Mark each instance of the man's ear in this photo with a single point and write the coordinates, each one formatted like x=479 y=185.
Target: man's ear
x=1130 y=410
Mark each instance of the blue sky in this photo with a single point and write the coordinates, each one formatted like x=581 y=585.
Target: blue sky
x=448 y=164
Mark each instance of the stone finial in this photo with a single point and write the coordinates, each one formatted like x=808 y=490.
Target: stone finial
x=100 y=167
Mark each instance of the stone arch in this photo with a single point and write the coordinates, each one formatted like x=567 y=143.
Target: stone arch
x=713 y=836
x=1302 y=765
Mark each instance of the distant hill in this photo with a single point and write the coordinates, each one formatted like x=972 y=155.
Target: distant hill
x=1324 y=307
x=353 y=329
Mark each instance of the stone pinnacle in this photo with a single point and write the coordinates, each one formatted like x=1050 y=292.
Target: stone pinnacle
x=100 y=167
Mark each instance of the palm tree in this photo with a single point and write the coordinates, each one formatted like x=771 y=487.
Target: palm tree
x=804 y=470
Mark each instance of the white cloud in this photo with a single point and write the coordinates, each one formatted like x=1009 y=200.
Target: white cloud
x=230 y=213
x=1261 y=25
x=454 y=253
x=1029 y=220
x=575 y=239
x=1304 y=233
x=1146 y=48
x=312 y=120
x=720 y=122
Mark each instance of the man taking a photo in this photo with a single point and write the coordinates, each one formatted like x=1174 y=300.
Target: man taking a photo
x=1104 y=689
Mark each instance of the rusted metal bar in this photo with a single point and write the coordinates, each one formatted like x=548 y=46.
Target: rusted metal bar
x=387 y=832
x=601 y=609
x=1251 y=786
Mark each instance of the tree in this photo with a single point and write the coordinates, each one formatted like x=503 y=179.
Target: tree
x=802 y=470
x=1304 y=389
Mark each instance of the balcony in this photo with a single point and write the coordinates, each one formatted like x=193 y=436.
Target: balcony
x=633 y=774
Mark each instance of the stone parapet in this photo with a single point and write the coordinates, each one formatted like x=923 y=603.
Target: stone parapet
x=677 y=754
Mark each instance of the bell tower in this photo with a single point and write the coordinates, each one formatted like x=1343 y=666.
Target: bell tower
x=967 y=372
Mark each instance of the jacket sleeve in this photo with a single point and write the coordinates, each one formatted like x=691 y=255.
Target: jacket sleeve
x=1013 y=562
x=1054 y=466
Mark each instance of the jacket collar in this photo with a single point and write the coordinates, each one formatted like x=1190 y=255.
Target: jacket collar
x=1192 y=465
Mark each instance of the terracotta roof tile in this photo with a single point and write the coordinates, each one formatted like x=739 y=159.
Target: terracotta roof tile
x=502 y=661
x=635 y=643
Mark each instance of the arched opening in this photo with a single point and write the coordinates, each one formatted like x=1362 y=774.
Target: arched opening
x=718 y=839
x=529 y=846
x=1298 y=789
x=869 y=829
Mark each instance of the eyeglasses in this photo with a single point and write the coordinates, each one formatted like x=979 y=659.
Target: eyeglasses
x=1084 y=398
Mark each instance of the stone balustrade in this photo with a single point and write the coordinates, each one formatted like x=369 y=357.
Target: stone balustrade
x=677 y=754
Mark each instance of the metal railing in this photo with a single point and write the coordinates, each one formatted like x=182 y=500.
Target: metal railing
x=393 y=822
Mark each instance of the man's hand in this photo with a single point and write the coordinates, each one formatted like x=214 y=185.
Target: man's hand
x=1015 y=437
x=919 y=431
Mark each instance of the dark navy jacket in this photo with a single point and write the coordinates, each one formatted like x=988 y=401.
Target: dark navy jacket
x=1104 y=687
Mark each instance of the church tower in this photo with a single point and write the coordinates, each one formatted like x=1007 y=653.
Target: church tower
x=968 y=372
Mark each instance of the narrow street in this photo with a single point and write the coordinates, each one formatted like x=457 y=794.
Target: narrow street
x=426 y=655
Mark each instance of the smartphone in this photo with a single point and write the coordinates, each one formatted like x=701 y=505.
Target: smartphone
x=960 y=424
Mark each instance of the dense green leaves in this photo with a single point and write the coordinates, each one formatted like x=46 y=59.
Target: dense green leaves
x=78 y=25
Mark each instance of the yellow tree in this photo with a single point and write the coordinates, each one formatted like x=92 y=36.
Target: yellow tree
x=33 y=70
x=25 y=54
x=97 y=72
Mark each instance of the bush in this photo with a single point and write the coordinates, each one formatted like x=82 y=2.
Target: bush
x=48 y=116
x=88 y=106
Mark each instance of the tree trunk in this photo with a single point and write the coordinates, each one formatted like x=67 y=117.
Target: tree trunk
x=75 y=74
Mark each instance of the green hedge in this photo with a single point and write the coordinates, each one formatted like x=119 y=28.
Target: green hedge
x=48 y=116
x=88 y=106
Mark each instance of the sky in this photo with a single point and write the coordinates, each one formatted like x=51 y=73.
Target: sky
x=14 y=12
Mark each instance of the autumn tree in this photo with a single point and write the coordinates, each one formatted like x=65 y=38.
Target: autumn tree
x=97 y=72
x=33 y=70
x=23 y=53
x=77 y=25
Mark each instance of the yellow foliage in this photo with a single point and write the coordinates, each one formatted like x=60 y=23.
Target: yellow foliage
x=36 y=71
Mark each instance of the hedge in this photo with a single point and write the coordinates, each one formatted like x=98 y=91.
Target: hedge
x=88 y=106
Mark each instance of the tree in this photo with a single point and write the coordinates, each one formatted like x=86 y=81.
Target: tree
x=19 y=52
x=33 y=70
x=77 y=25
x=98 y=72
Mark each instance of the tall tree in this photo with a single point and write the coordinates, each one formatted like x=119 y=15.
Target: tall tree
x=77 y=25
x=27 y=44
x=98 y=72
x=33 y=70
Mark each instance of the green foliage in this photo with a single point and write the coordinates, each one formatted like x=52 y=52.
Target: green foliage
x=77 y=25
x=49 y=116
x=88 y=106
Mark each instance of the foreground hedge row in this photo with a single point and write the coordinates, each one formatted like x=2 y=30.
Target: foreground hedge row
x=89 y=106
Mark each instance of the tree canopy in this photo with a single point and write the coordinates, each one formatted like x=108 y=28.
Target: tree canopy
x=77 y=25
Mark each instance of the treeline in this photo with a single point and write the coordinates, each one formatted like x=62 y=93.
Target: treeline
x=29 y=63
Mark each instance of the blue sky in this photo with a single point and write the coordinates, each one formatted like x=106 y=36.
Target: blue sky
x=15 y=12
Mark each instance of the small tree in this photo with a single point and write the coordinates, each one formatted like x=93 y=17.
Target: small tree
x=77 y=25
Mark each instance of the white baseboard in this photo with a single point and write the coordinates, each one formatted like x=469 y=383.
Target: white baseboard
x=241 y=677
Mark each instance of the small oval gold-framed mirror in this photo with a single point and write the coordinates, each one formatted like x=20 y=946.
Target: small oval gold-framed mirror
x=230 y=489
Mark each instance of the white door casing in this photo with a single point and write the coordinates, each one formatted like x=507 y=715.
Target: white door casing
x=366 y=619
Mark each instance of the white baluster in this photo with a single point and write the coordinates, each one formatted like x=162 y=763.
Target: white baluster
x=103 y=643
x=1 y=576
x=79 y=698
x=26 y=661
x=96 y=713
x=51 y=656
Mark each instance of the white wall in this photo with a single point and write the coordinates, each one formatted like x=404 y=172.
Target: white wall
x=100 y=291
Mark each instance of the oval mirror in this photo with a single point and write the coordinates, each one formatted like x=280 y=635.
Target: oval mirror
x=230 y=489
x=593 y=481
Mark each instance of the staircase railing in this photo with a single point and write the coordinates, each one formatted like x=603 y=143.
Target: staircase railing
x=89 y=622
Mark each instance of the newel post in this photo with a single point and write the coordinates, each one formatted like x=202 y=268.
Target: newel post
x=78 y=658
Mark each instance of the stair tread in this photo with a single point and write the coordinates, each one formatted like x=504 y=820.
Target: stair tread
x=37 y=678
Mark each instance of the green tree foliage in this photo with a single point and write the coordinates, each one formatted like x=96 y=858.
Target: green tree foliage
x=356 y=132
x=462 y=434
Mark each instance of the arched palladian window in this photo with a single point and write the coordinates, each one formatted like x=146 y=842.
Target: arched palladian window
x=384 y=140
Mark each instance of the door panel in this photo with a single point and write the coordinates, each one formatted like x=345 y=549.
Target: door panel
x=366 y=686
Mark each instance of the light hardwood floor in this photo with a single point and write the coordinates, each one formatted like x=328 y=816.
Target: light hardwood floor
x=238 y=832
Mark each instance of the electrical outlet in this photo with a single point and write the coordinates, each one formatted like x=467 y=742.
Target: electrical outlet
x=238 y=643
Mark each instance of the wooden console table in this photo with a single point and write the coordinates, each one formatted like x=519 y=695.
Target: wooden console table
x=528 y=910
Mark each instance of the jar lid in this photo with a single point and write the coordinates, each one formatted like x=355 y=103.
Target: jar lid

════

EXERCISE BRIEF: Can you echo the lines above verbatim, beginning with the very first one and continuing through the line that contains "x=1304 y=389", including that line?

FULL RESPONSE:
Mark each instance of the man's ear in this photo with a single point and write the coordinates, each one formatted like x=479 y=185.
Target: man's ear
x=1130 y=410
Mark each instance of the blue sky in this photo with a single point and write the coordinates, each one formatted like x=581 y=585.
Target: blue sky
x=448 y=164
Mark each instance of the stone finial in this photo with a single point and write the coordinates, each one formatted like x=808 y=490.
Target: stone finial
x=100 y=167
Mark each instance of the stone arch in this photo with a single point and write the coordinates, each one formatted like x=567 y=143.
Target: stone arch
x=713 y=836
x=1302 y=765
Mark each instance of the distant hill in this photo with a single point and write the coordinates, each one formatted like x=972 y=155.
Target: distant hill
x=1324 y=307
x=353 y=329
Mark each instance of the stone pinnacle in this photo with a single point and write the coordinates, each one formatted like x=1050 y=292.
Target: stone pinnacle
x=100 y=167
Mark each instance of the palm tree in this photo with a single point and write the coordinates, each one formatted like x=771 y=487.
Target: palm tree
x=804 y=470
Mark each instance of the white cloud in this photo with a single point and write the coordinates, each one formatted like x=1009 y=200.
Target: white cloud
x=230 y=213
x=1261 y=25
x=454 y=253
x=1029 y=220
x=575 y=239
x=1304 y=233
x=1146 y=48
x=312 y=120
x=720 y=122
Mark each instance of the man taking a photo in this photo with a single point and write the coordinates, each one formatted like x=1174 y=300.
Target: man taking a photo
x=1104 y=689
Mark each instance of the rusted metal bar in this photo with a single point and write the coordinates, each one formatted like x=548 y=46.
Target: rusted metal bar
x=387 y=832
x=601 y=609
x=1251 y=786
Mark each instance of the tree in this photo with a single point and write the coordinates, each one formatted like x=503 y=179.
Target: tree
x=802 y=470
x=1304 y=389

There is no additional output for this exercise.